** Task objective **
Every record below must be copied exactly, with images dropped.

** Record set **
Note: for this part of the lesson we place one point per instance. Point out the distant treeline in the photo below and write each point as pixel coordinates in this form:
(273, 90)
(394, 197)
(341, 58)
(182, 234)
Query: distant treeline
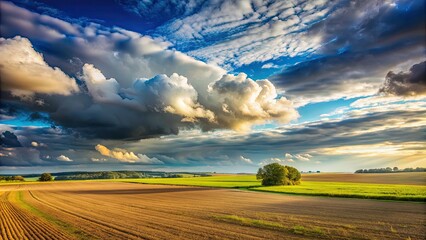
(121, 175)
(390, 170)
(12, 178)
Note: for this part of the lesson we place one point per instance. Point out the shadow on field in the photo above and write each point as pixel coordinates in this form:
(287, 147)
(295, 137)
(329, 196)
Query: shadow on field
(141, 191)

** Written answer **
Note: for this part of the lesson we place one point per instance. Point out the distant treeline in the photo below and write each point as pixel coordinates in this form:
(273, 90)
(394, 197)
(341, 58)
(182, 234)
Query: distant treeline
(121, 175)
(390, 170)
(12, 178)
Note: for this part of the lesson we place one point per instance. Point out the shadow on field in the photo above and write each point as pixel coordinates in this form:
(287, 147)
(295, 137)
(329, 196)
Query: shadow on field
(141, 191)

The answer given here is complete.